Everything from the line holding "wall in the photo above." through the last line below must be repeated exactly, and nothing else.
— start Input for this task —
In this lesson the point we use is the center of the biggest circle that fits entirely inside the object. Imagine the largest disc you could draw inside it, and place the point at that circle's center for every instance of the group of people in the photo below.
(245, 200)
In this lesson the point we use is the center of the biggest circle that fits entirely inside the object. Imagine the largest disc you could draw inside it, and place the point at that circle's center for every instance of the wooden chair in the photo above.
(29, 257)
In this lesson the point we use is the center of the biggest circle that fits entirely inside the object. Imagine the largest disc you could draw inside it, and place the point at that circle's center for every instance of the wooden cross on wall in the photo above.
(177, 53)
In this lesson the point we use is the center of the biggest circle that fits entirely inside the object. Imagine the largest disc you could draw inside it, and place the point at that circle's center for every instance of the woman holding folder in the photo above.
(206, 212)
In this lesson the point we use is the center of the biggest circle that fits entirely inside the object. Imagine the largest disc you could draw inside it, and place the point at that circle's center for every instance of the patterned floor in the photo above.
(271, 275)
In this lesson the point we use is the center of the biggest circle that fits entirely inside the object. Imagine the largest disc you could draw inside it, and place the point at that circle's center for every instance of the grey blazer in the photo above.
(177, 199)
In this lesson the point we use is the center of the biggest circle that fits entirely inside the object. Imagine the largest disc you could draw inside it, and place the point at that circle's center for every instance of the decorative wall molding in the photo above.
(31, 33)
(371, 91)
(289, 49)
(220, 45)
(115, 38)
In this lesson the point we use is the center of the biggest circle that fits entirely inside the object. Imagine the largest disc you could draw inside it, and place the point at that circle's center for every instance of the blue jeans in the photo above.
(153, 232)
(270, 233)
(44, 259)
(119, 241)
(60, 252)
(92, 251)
— end Input for this task —
Reply
In this lesson the point we use is the center of the biggest circle that fits entirely inside the object. Imagine the largest disc you could draw inside it, and place the point at that circle's center for every instance of the wooden cross on wall in the photo above.
(177, 53)
In this lesson the point we use is the center of the biggest circle that fits entirely inside the object. Imagine the largest disc you could draw inside it, and place the point at that circle's center for every instance of the woman holding folder in the photo above.
(206, 212)
In this lesson the point we use is the center of the biggest circle that fits entirely inside the object. Imagine the largest disc you could draw inside it, and place the point at that circle's center for every instance of the patterned floor in the photo above.
(271, 275)
In this lesson the point we use is the center of the biggest circle that fits entirely inside the object. Imagine the largest disc you could draw inside it, and place the point at that circle's center for every instance of the grey blazer in the photo above.
(177, 199)
In this lesson the point we use is the center of the biggest circle that fits entirely inside the object. Imagine the largest disc you could draw inside it, and place the point at that circle's center for every instance of the decorative wall molding in the photo above.
(31, 33)
(371, 91)
(289, 49)
(220, 45)
(115, 38)
In this lesson the point we use is the center of the biggest circle that fits entirely inside the object. Imagine the largest disc you could draw inside it, and place the point at that circle's center for every instance of the blue jeans in the photo above.
(153, 232)
(270, 233)
(44, 259)
(119, 241)
(60, 252)
(92, 251)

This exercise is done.